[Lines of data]

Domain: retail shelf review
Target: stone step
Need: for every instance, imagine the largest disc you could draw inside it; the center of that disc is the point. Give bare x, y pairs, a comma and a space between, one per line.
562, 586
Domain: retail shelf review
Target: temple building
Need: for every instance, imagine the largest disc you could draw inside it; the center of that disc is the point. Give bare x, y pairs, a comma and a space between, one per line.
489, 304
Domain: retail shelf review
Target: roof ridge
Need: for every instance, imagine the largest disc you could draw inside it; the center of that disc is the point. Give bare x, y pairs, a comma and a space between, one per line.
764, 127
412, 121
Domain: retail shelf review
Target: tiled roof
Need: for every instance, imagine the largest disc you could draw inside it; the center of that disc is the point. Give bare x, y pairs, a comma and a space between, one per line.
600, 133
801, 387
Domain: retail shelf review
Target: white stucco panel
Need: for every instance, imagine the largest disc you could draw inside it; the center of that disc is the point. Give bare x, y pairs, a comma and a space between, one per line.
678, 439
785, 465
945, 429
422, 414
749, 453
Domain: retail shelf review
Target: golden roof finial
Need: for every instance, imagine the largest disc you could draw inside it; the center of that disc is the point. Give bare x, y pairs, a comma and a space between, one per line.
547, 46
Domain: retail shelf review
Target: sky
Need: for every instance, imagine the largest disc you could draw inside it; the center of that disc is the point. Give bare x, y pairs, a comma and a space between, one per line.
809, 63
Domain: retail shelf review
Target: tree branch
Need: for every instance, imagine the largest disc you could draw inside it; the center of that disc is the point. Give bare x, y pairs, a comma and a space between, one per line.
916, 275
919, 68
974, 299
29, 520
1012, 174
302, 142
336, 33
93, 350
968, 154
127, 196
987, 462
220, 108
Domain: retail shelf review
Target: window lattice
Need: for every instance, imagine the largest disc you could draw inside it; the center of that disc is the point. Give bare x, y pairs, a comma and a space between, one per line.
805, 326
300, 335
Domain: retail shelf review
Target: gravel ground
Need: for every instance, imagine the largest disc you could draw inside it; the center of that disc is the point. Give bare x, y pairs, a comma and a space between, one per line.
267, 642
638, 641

- **What you have to do**
Collect every line above that contains the string "roof", copying each one in full. Case counts.

- **Response to the task**
Target: roof ridge
Target: tiled roof
Target: golden roof finial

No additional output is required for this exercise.